:: Exercise instructions ::
**1.** From the tutorial on health check probes, return the passage from "Probes let Kubernetes" up to and including "or stuck states.".
**2.** According to the tutorial on health check probes, what does Kubernetes do when a liveness probe fails?
**3.** For each statement, say whether the tutorial on health check probes agrees with it, and quote the deciding words. (a) A running container always means a healthy application. (b) A startup probe delays liveness and readiness checks. (c) Liveness probes are meant for recovering from deadlocks or stuck states.

:: Selected extract ::
****

Health Checks: Probes
Configure liveness, readiness, and startup probes to ensure your applications are running correctly.
Health Checks: Probes
In the previous tutorial, we learned about labels and selectors — the sticky notes and search engine of Kubernetes. Now let's tackle something critical: how does Kubernetes know if your app is actually working?
Here's the dirty truth: a running container doesn't mean a healthy application. Your app might be deadlocked, stuck in an infinite loop, or just sitting there staring into the void. Like that coworker who's technically at their desk but hasn't done anything productive in three hours.
Probes let Kubernetes detect these conditions and take action automatically. No more babysitting.
Three Types of Probes
Think of these as three different doctors, each asking a different question:
| Probe | Question | On Failure |
|---|---|---|
| Liveness | "Are you even alive?" | Restart the container (the Kubernetes equivalent of "have you tried turning it off and on again?") |
| Readiness | "Are you ready to work?" | Remove from Service endpoints (stop sending traffic) |
| Startup | "Are you done starting up?" | Keep checking (delays liveness/readiness checks) |
Liveness Probes
"Is my application alive or just pretending?"
If the liveness probe fails, Kubernetes kills the container and starts a new one. It's brutal, but effective. Like a bouncer checking if you're still conscious.
Use this to recover from deadlocks or stuck states.

****

[Stored items]
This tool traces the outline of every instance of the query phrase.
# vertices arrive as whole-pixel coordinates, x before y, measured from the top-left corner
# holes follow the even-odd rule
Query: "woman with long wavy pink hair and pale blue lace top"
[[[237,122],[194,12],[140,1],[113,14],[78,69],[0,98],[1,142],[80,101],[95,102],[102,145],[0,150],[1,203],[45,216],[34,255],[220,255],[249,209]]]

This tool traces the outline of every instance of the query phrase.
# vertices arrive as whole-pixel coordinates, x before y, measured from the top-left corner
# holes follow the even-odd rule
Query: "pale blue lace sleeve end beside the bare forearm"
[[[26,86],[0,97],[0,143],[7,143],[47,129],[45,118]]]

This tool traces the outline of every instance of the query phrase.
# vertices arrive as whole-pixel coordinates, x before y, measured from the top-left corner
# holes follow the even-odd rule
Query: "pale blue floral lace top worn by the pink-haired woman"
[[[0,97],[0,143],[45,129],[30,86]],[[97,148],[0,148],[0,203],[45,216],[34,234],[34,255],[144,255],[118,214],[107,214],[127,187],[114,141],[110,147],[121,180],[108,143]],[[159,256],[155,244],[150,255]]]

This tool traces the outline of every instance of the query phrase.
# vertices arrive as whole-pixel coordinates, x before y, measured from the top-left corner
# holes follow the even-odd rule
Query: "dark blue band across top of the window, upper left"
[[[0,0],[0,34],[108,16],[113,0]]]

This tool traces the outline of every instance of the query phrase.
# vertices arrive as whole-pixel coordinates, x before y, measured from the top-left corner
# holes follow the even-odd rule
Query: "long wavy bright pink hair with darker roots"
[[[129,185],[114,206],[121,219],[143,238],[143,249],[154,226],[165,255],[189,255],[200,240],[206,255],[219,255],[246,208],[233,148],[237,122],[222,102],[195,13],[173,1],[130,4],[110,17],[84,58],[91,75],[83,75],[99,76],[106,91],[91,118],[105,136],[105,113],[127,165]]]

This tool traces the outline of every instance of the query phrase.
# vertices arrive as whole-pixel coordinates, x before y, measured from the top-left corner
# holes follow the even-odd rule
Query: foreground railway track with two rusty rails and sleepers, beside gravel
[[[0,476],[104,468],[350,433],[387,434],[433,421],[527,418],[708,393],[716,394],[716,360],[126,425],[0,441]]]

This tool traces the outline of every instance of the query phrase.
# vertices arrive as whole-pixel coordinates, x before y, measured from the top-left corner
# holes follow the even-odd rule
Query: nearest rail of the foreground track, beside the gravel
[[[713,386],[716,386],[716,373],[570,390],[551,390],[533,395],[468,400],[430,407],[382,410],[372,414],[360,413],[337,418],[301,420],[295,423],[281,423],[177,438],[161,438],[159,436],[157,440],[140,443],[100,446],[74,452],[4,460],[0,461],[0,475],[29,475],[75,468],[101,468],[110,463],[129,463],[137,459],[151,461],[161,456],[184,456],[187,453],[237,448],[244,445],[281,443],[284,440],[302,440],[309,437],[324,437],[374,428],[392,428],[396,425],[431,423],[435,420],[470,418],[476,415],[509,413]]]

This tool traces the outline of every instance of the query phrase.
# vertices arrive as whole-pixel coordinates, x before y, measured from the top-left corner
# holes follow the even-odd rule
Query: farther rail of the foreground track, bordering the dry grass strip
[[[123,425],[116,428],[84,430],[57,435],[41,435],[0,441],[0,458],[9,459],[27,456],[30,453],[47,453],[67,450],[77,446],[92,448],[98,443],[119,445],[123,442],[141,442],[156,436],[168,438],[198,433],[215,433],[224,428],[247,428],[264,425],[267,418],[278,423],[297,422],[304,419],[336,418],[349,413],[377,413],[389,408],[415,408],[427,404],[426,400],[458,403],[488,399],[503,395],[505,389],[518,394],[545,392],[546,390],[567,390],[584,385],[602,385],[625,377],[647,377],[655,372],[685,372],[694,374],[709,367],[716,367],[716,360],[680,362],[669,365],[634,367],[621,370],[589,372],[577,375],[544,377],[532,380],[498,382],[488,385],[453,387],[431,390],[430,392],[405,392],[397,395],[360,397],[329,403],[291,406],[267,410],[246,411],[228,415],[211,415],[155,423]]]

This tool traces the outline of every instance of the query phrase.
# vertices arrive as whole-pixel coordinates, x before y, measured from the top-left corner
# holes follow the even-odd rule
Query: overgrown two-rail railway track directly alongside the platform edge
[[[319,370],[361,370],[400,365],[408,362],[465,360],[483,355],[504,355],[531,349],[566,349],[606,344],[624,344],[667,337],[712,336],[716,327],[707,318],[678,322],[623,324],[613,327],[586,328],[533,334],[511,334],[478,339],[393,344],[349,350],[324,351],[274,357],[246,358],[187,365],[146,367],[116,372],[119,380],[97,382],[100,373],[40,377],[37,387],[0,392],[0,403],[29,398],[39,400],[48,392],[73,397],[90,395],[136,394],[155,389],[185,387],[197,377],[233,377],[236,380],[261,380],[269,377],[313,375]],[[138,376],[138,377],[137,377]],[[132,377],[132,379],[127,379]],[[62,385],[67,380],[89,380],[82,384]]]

****

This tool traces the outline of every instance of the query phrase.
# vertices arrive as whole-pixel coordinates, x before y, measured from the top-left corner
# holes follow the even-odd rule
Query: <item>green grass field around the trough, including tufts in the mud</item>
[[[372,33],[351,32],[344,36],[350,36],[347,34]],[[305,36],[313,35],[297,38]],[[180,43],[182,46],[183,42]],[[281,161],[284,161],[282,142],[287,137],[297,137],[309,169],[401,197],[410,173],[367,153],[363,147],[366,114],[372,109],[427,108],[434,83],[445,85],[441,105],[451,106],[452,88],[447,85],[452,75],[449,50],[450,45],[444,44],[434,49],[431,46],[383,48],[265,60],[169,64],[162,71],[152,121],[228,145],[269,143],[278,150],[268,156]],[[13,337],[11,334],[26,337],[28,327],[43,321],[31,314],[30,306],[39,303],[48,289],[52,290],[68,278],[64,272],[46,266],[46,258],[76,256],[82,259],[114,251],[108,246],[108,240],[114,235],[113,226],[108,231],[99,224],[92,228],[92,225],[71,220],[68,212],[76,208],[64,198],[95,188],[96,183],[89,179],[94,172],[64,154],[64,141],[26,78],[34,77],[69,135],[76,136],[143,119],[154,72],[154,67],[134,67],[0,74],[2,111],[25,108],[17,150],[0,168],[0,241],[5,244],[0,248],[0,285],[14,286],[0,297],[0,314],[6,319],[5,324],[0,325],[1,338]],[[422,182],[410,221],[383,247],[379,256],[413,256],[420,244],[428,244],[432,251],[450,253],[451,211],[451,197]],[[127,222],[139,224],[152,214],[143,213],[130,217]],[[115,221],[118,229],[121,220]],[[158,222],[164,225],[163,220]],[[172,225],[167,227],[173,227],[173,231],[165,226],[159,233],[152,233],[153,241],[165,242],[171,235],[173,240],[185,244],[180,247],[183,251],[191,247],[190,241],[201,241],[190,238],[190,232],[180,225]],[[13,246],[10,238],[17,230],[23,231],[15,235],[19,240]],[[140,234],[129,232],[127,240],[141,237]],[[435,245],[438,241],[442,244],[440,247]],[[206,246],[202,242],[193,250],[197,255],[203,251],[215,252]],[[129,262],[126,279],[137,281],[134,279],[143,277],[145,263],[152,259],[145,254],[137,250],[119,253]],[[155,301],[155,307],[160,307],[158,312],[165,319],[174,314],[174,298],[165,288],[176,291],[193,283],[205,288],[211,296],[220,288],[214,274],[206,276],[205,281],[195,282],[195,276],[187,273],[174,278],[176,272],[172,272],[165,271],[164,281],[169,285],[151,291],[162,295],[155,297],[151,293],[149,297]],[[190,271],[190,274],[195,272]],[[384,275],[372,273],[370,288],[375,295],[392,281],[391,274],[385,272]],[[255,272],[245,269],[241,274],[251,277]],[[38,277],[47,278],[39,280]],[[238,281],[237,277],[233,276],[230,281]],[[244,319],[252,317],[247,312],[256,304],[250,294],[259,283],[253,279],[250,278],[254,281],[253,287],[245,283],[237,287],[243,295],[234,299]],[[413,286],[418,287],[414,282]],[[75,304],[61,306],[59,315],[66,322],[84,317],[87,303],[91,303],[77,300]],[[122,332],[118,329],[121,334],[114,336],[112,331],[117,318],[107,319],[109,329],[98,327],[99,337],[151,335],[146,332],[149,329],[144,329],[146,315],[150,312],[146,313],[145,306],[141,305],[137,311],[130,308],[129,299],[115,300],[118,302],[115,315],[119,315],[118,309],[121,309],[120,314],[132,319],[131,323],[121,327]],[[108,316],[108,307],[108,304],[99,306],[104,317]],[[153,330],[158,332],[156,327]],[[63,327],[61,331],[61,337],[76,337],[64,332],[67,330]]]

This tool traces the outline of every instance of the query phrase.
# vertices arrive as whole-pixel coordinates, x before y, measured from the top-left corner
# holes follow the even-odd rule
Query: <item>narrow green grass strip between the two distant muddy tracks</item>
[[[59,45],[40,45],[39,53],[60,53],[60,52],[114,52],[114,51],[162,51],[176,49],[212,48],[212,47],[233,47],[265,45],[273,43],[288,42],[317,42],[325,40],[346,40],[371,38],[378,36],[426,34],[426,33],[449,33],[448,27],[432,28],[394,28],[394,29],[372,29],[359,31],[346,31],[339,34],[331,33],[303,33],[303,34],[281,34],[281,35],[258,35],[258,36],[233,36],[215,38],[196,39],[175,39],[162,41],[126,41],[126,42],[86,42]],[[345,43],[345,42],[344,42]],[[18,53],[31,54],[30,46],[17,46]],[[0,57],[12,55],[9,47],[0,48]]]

****

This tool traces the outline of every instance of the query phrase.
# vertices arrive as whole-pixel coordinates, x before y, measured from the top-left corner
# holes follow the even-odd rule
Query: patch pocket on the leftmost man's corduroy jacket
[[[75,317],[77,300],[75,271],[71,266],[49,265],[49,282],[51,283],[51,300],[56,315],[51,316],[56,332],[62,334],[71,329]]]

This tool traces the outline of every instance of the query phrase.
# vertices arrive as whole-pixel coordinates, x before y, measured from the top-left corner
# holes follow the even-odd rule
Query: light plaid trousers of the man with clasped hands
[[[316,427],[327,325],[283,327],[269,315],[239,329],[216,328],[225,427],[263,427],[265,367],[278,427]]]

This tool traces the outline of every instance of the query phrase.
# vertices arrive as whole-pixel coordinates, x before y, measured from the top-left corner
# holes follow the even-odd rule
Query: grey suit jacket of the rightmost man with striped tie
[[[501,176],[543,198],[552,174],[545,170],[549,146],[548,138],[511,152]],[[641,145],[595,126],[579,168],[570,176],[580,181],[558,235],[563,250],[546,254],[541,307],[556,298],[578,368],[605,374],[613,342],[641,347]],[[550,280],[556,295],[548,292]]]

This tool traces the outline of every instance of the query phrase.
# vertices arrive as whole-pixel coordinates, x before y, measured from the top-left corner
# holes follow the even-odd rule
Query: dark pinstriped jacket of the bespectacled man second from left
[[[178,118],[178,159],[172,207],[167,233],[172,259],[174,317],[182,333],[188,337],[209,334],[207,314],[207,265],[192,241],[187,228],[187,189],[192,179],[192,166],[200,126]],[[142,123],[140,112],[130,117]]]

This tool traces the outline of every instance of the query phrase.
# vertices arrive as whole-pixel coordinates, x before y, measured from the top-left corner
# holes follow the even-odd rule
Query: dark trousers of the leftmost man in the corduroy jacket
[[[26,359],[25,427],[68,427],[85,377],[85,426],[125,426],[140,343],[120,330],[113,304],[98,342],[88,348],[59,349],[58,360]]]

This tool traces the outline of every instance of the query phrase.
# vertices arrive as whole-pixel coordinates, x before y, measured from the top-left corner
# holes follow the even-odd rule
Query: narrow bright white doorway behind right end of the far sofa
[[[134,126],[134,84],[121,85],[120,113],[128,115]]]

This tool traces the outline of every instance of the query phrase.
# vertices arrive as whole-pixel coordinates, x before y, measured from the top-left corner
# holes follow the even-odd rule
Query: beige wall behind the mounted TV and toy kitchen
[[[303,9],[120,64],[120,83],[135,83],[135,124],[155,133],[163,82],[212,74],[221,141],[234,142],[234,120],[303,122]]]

****

:: Answers provided ::
**1.**
Probes let Kubernetes detect these conditions and take action automatically. No more babysitting.
Three Types of Probes
Think of these as three different doctors, each asking a different question:
| Probe | Question | On Failure |
|---|---|---|
| Liveness | "Are you even alive?" | Restart the container (the Kubernetes equivalent of "have you tried turning it off and on again?") |
| Readiness | "Are you ready to work?" | Remove from Service endpoints (stop sending traffic) |
| Startup | "Are you done starting up?" | Keep checking (delays liveness/readiness checks) |
Liveness Probes
"Is my application alive or just pretending?"
If the liveness probe fails, Kubernetes kills the container and starts a new one. It's brutal, but effective. Like a bouncer checking if you're still conscious.
Use this to recover from deadlocks or stuck states.

**2.** It kills the container and starts a new one.

**3.**
(a) No: "a running container doesn't mean a healthy application."
(b) Yes: "Keep checking (delays liveness/readiness checks)"
(c) Yes: "Use this to recover from deadlocks or stuck states."